*** DOCUMENT EXTRACT
This is one of those posts.
I am not able to breastfeed our son the way that I had hoped to. And I never thought that it would upset me so much. Nursing is supposed to be natural. It's supposed to be instinctive. It's supposed to work. I mean really, that's why god made boobs, right? He sure didn't make them to bring shitloads of money to the porn industry....I mean, that wasn't his intent.
I knew the lies about nursing before I even tried. I knew that it hurt like hell at first. I knew that it actually wasn't instinctive or easy. I knew that I would need things that I had never heard of before, like nipple cream and nursing bras and pads that protected my clothing if my boobs sprung a leak. I'm a shopper, people. I didn't mind. I dutifully went out and found some pink tank tops with cute little clips that opened up the front of the tank so that Max could nurse. I made sure that I had a Boppy AND a My Brest Friend so that I didn't get a back-ache while I nursed. Sean and I went to our $40 Breast Feeding class and learned "The Football Hold" and "The Crossover Hold". I proselytized to anyone who would listen about how nursing promotes attachment, wrote it in my birth plan that I wanted him brought to me as soon as possible to start nursing, and scoffed at my hairdresser when she said that she was CHOOSING not to nurse.
And then my body didn't work the way that it was supposed to. Things started to go wrong and those things toppled over one after another like dominoes. We went to two different lactation consultants, sometimes as often as every 2 or 3 days. We rented a hospital grade pump. Bought all of the accessories, and learned everything about storing and using expressed milk.
I pumped as often as I could. I nursed as often as I could. And I prayed and wished and hoped as often as I could that all of this would work.
I supplemented Max with bottles of formula. Every time I pumped I got some milk. Enough to give him a bottle or two of breastmilk each day, in addition to his formula. For the first month of his life.
Every time I went to the lactation consultant she said that it COULD get better. That I should take Fenugreek pills. I did. That I should use warm compresses. I did. That I should do a triple-feed (nurse, formula bottle, pump). I did. That I should use a supplemental nursing system tube that attached to my boob and gave him formula while I was nursing him. The formula tube squirted everywhere and it took four hands to hook the damn thing up, but I did. That I should KEEP. TRYING.
I DID.
And then finally, after four weeks, Sean and I sat down and took an honest look at where we were. The point of pumping was to at some point be able to nurse exclusively. I was nowhere near that. If I wasn't producing at this point, then I probably wouldn't ever. I had missed the window of opportunity because of a comedy of errors that occurred in the hospital. I had tried and tried and tried. I was not a quitter. But at this point, we weren't serving Max by being exhausted from the nurse/bottle/pump process. I was spending hours hooked up to a machine, when that was time that I could have been spending with him.
So I slowly stopped. And I cried huge tears over it. I felt like a failure. I was mad at the lactation consultants. I was mad at the hospital. I was mad at my doctor and mad at my c-section. I was mad at my body.
******
*** ENTRIES SHOWN
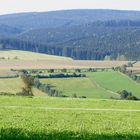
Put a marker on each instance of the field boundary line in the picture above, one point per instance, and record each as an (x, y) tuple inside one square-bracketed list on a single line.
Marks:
[(73, 109)]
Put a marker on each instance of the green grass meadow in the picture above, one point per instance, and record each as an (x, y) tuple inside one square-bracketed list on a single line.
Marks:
[(23, 118), (101, 84)]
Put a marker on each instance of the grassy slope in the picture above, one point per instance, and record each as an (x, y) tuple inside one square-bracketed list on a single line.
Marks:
[(14, 85), (116, 81), (26, 55), (78, 86), (35, 123), (96, 85)]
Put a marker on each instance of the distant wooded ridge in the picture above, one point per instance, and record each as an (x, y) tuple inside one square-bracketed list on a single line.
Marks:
[(80, 34)]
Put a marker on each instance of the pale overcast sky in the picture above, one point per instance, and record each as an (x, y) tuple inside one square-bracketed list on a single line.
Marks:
******
* EXERCISE SET:
A: Translate this sentence from the breastfeeding post into Spanish: "We rented a hospital grade pump."
B: Rewrite the breastfeeding post from "So I slowly" up to and including "at my body.", putting "bitter tears" in place of "huge tears".
None of the lines matter for this work.

* ANSWERS TO THE EXERCISES:
A: Alquilamos un sacaleches de grado hospitalario.

B:
So I slowly stopped. And I cried bitter tears over it. I felt like a failure. I was mad at the lactation consultants. I was mad at the hospital. I was mad at my doctor and mad at my c-section. I was mad at my body.